§ Исходный текст

★ ★ ★ ★

Orthodox Messages. Izhiza

Concept and Prices

 

 

Ижица. Православные Вести. Ижевск

Он ушел в Пасху

Детские воспоминания и взрослые мысли. Мои дед и бабушка – Анатолий Яковлевич и Парасковья Михайловна Чучкаловы – люди моего детства, которые отвоевали это детство на страшной войне.

12 мая 2005

Листаю в памяти воспоминания. 26 апреля 1992 года. Пасха. Мне 12 лет. Бегу по знакомой тропинке к родному деревянному домику. Сердце стучит от предчувствия чего-то страшного, но такая надежда внутри, что ведь Пасха, солнышко светит, значит, все обойдется, все будет хорошо. Вбегаю в дом – тишина. "Дедушка! Ты где? Ты дома?" - прохожу в комнату, на ватных от страха ногах. Он лежит на диванчике с закрытыми глазами. Тихо-тихо так открывает их: "Машенька..." "Дедушка, деда, Христос Воскресе! С днем рождения тебя! Мы тебе торт привезли, яйца. Сейчас мама и все придут. Ну, ты что, пожалуйста, вставай! С днем рожд…", - рыдаю у него на груди, не в силах что-нибудь еще сказать, внутри-то понимаю, что все это лишнее, не нужно ничего, но еще не верю себе и пытаюсь заглушить понимание, тормошу его. А он силится улыбаться, успокаивает, чтобы еще больше не напугать меня этой неземной уже печатью на своем лице… Он умер в эту же ночь – первую ночь Пасхи Христовой, пережив подругу жизни своей, мою бабушку, только на 1 месяц и 26 дней – не смог жить без нее.

★ ★ ★ ★

Записи, взятые из коллекции:
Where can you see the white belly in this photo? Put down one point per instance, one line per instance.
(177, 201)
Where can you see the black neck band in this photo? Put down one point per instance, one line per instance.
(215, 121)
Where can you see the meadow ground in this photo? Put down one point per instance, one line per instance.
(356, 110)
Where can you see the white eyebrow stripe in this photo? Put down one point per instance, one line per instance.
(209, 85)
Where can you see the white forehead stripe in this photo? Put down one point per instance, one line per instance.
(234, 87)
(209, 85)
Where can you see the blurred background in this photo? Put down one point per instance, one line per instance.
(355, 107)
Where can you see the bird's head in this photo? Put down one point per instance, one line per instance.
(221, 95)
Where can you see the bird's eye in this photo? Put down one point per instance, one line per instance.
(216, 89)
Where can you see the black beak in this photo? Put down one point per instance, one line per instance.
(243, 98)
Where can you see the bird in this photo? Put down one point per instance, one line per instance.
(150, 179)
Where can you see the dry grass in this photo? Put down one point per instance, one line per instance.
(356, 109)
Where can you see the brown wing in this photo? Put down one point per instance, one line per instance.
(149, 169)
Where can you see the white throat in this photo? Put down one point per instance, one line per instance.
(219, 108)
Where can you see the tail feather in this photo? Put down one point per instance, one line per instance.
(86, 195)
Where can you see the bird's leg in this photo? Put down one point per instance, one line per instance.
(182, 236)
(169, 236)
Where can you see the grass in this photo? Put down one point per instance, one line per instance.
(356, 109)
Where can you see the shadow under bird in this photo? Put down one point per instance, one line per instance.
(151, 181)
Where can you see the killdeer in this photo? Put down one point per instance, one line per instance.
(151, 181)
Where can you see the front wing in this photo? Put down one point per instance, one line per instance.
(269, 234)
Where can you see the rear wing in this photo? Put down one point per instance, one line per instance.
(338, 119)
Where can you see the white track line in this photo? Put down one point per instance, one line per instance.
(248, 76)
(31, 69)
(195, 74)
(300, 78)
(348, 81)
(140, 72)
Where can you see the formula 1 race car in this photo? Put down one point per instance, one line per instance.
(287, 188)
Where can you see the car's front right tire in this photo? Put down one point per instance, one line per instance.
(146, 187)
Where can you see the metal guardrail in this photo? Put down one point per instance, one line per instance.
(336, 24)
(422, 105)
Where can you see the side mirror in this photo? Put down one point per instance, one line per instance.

★ ★ ★ ★

§ Условие задачи 1
Переведите на английский предложение из исходного текста: «Он умер в эту же ночь – первую ночь Пасхи Христовой, пережив подругу жизни своей, мою бабушку, только на 1 месяц и 26 дней – не смог жить без нее».
§ Условие задачи 2
Покажите все строки листинга, где встречается слово "front". Регистр букв учитывается.
Исходный текст и листинг никак не связаны друг с другом.

§ Полный ответ 1
He died that same night – the first night of Christ's Easter – having outlived his life's companion, my grandmother, by only 1 month and 26 days; he could not live without her.

§ Полный ответ 2
Where can you see the front wing in this photo? Put down one point per instance, one line per instance.
Where can you see the car's front right tire in this photo? Put down one point per instance, one line per instance.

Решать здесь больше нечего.